| WORK REQUEST 1 |
Rewrite the Saturday Night Fever review from "When Tony hears" to "of all time.", renaming "Annette" as "Angela" wherever it occurs.
| WORK REQUEST 2 |
Write the next part of the Saturday Night Fever review, picking up after its final sentence.

| GIVEN TEXT |
╔══
A Night with Saturday Night Fever

Last night, we went to watch Ben Kenwright’s stage adaptation on one of paramount’s highest grossing films, ‘Saturday Night Fever.’ The scene is set in Brooklyn, New York where the 19-year-old Tony Manero (Richard Winsor) is working in a dead-end job and still living at home with his squabbling parents, including a sorry excuse for a father. Feeling restless and frustrated, Tony turns to disco dance as an outlet, spending his weekends in club 2001 Odyssey.

When Tony hears about a dance competition offering a $1,000 prize, he doesn’t have to think twice, this is the opportunity he’s been waiting for. Que the ladies. His moves and charisma attract the attention of Annette (Anna Campkin) and strong minded Stephanie Mangano (Kate Parr), who eventually agrees to become his dance partner, much to the dismay of Annette. The film budget was $2.5m but went on to gross $285m (£217.5m), propelling John Travolta to stardom. John Badham (Director) was quoted as saying “If you’d told me 40 years ago we’d still be talking about it today, I’d never have believed you.” (38 years old at the time). The film paved the way for disco madness and the Bee Gees soundtrack became one of the best selling movie soundtracks of all time.

Songs include ‘Stayin’ Alive’, ‘Night Fever’, ‘How deep is your love’, ‘More than a women’ and ‘If I can’t have you’.

Winsor really does capture Tony’s innocent arrogance, creating some lovely amusing moments, particularly in his attempts to try and win Stephanie affections. I did however feel this wasn’t quite as well reflected through Winsor’s dance performances, as it was acted. Winsor showcased an infusion of both contemporary and disco styles, perhaps down to Kenwrights ‘reimagined’ adaption.
╚══
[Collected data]
╔══
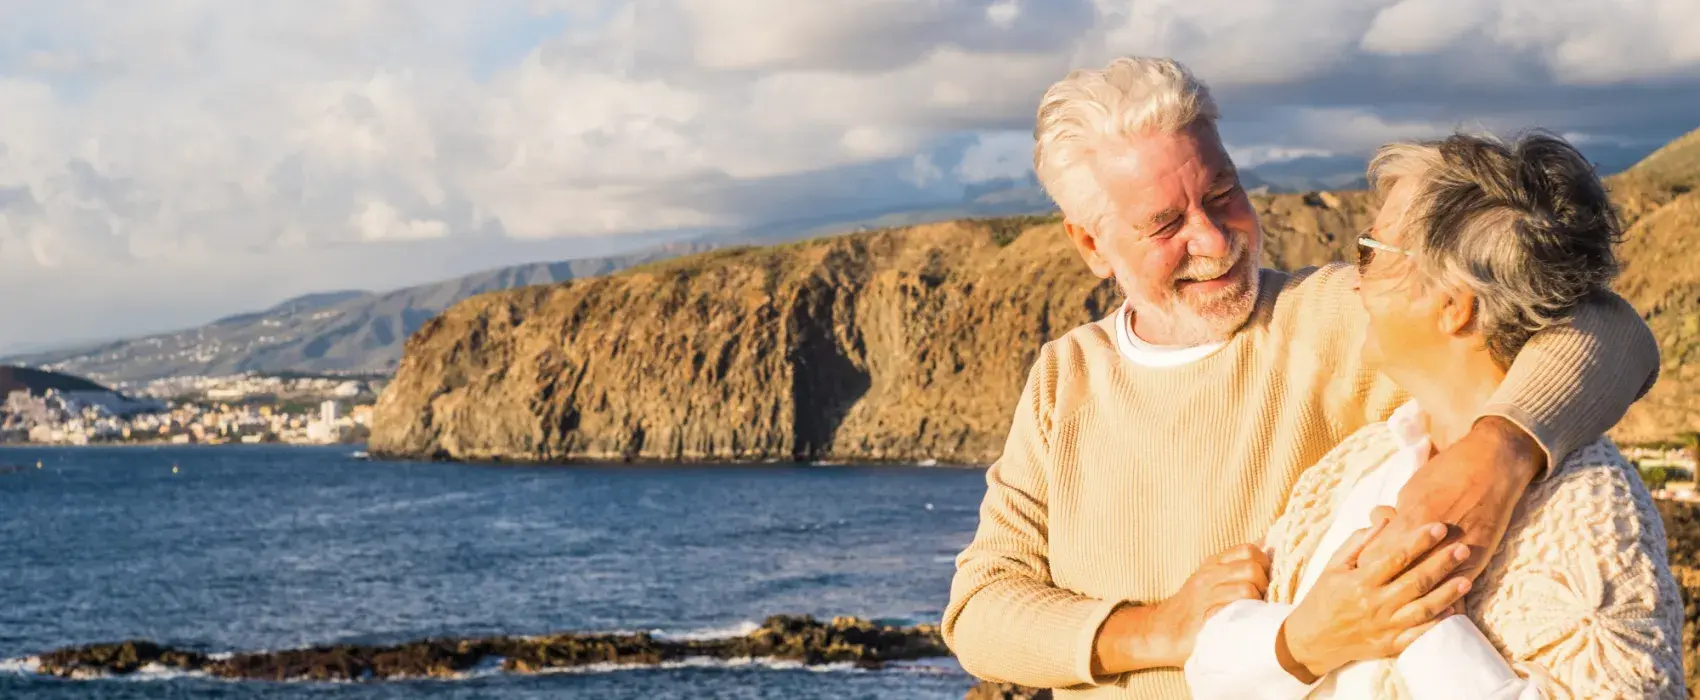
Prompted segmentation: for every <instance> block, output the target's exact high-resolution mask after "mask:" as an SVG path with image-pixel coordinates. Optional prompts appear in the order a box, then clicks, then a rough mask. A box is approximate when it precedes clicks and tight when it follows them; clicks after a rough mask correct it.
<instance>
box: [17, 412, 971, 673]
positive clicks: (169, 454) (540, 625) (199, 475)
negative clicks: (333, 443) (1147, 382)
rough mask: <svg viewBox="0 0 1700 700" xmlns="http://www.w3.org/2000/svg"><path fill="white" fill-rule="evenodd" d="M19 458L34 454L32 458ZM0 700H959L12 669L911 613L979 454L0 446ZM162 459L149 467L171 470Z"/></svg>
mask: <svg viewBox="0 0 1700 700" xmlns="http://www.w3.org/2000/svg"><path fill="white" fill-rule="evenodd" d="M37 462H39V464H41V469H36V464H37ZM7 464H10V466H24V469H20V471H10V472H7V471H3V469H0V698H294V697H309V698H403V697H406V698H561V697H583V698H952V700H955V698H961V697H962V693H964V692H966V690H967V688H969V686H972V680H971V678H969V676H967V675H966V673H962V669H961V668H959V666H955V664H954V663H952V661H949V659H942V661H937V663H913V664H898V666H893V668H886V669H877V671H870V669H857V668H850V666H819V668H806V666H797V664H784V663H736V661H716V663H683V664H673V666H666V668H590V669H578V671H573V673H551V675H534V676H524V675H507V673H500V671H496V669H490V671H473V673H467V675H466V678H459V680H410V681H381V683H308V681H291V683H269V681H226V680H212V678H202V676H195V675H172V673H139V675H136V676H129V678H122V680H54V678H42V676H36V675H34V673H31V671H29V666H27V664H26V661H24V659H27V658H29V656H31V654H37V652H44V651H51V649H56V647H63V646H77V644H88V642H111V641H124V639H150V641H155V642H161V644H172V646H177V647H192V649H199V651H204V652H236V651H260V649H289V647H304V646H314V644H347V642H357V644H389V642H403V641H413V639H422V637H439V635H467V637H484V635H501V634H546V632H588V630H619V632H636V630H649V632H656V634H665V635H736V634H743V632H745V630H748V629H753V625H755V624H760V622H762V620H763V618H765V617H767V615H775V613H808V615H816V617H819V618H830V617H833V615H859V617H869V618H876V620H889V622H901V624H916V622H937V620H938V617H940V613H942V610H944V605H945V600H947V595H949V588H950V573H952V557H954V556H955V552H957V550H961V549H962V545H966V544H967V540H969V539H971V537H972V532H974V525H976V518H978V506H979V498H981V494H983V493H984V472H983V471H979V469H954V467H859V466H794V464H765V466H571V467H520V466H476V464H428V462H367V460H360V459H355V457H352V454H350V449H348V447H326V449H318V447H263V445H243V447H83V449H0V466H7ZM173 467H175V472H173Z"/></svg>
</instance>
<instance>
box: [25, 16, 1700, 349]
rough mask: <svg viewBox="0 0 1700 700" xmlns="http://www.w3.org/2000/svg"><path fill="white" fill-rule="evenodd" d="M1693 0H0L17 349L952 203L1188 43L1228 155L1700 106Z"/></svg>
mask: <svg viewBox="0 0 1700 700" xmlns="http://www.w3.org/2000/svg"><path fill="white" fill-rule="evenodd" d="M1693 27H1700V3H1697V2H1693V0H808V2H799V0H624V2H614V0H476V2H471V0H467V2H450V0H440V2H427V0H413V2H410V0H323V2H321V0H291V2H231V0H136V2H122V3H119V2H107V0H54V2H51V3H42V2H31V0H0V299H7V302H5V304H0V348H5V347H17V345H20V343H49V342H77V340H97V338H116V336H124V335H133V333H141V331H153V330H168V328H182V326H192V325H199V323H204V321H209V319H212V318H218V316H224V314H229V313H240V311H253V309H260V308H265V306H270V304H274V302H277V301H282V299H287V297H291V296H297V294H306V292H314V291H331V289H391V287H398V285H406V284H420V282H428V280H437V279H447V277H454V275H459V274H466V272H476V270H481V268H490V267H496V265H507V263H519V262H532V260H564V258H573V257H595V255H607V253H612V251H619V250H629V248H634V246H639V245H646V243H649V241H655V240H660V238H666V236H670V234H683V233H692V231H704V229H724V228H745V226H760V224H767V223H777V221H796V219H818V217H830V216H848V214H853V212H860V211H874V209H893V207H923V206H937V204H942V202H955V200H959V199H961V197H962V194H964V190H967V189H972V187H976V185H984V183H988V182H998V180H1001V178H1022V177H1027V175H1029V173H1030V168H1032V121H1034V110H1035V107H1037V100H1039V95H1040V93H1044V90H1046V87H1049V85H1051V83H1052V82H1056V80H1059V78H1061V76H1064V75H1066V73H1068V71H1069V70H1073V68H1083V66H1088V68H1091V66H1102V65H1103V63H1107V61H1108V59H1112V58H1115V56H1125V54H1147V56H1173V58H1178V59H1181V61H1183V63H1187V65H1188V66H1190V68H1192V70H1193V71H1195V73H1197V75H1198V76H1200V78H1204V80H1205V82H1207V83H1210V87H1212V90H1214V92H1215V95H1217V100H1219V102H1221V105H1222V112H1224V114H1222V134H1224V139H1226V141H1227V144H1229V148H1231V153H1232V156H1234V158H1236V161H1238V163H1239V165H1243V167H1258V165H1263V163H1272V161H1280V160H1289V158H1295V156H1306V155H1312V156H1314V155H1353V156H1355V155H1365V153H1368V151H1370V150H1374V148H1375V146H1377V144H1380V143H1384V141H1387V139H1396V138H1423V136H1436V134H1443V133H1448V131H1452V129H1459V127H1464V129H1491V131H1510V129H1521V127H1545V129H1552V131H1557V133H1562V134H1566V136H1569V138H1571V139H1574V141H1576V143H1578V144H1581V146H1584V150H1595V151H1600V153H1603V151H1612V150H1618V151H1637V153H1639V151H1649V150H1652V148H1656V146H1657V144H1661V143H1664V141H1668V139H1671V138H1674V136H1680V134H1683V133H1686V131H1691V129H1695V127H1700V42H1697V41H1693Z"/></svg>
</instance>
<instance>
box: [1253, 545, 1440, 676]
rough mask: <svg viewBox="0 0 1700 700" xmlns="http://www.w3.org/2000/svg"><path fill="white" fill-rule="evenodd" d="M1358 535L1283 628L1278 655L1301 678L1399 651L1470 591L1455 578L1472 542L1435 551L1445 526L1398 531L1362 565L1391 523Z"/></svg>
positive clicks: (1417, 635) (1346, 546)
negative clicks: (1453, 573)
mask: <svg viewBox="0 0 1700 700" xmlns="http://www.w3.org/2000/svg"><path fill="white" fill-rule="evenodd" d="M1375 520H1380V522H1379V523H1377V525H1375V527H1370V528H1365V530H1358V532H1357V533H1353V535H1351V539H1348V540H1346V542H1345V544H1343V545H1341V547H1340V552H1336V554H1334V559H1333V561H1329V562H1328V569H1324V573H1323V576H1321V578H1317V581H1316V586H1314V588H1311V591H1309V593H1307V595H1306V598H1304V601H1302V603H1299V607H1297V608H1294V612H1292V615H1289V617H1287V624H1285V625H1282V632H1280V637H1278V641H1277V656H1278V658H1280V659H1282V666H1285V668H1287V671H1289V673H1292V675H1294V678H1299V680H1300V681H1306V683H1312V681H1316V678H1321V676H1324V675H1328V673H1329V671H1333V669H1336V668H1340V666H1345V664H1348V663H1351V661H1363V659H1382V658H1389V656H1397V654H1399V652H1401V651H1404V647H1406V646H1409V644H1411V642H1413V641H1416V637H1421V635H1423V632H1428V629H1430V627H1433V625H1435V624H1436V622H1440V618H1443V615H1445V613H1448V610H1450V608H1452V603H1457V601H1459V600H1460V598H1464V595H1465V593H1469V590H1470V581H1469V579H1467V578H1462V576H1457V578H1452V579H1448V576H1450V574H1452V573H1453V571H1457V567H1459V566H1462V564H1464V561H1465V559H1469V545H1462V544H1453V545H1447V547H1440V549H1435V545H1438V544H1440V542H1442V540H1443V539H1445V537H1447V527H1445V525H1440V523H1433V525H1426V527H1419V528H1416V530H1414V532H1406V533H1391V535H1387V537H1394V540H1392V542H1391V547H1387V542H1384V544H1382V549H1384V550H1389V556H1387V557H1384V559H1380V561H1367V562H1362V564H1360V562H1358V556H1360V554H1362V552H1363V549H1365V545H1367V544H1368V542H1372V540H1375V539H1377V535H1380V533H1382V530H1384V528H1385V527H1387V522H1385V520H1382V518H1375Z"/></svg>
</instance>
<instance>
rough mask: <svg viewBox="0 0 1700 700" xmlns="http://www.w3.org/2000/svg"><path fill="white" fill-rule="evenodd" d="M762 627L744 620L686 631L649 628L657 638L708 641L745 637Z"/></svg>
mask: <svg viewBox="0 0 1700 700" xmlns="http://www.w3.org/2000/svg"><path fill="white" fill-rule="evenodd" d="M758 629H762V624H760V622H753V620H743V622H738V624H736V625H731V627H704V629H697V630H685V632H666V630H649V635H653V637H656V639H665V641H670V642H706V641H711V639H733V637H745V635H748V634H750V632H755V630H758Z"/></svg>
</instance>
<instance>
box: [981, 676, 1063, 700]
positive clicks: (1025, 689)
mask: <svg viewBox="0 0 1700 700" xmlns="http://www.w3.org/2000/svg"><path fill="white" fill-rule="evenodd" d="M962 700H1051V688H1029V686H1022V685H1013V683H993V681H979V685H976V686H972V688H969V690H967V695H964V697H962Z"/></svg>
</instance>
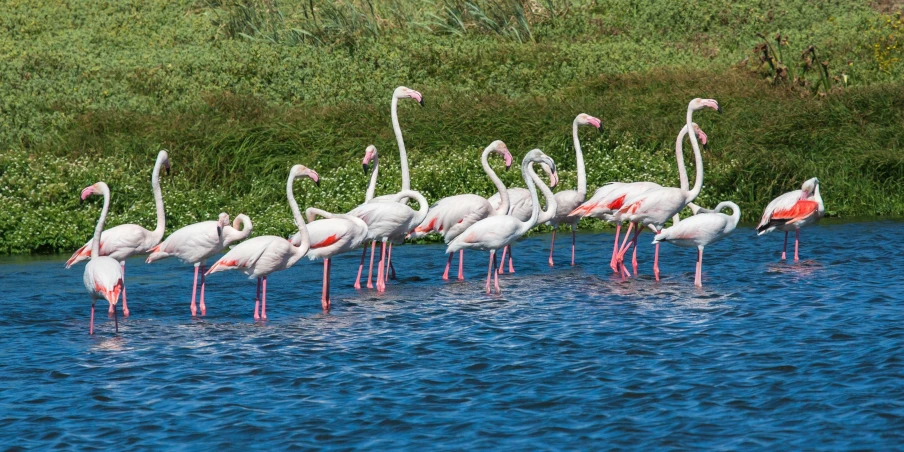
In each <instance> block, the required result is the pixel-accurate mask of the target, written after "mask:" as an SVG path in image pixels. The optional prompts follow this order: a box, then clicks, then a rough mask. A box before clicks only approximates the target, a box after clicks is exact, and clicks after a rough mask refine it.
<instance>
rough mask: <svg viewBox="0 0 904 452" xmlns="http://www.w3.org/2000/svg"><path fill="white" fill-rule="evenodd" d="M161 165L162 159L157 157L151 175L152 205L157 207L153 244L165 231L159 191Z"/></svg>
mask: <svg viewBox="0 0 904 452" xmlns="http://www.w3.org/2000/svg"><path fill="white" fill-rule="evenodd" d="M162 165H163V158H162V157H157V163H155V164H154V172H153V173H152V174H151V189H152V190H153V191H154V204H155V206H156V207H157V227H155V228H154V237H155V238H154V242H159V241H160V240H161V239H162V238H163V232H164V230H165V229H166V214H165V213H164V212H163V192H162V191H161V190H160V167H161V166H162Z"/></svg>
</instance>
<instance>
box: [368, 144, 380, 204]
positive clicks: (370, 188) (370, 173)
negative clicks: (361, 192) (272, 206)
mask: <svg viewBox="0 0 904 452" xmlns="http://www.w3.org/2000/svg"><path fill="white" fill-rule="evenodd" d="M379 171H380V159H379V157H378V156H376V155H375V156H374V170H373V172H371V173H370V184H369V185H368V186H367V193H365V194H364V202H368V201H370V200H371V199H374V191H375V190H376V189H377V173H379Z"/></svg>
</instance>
╚══
| EXERCISE OUTPUT 1 |
When Tony hears about a dance competition offering a $1,000 prize, he doesn’t have to think twice, this is the opportunity he’s been waiting for. Que the ladies. His moves and charisma attract the attention of Angela (Anna Campkin) and strong minded Stephanie Mangano (Kate Parr), who eventually agrees to become his dance partner, much to the dismay of Angela. The film budget was $2.5m but went on to gross $285m (£217.5m), propelling John Travolta to stardom. John Badham (Director) was quoted as saying “If you’d told me 40 years ago we’d still be talking about it today, I’d never have believed you.” (38 years old at the time). The film paved the way for disco madness and the Bee Gees soundtrack became one of the best selling movie soundtracks of all time.

| EXERCISE OUTPUT 2 |
Credit: Pamela Raith

Whilst this was different, I felt this resulted in loosing elements of Tony’s ‘edgy’ and ‘street-wise’ persona. Winsor and the cast don’t miss a beat, something which they can’t be faulted for, however ‘something’ was missing. I was particularly drawn to cast member and dancer Javier Cid who perhaps had ‘that something.’ Parr worked well with Winsor and had an incredible voice on the two occasions when she sang. Tony’s ‘boys’ were likeable and fun, with Raphael Pace pulling on the audiences heartstrings in his portrayal of ‘Bobbie C’.

Credit: Pamela Raith

I really enjoyed the addition of a live band and Bee Gee impersonators on the stage throughout. Costume designer, Gary Mccann also gets it bang on with low-cut, v-neck shirts, funky flares and iridescent, sequinned jumpsuits. If you fancy reminiscing back to the 70’s then this will definitely take you down memory lane.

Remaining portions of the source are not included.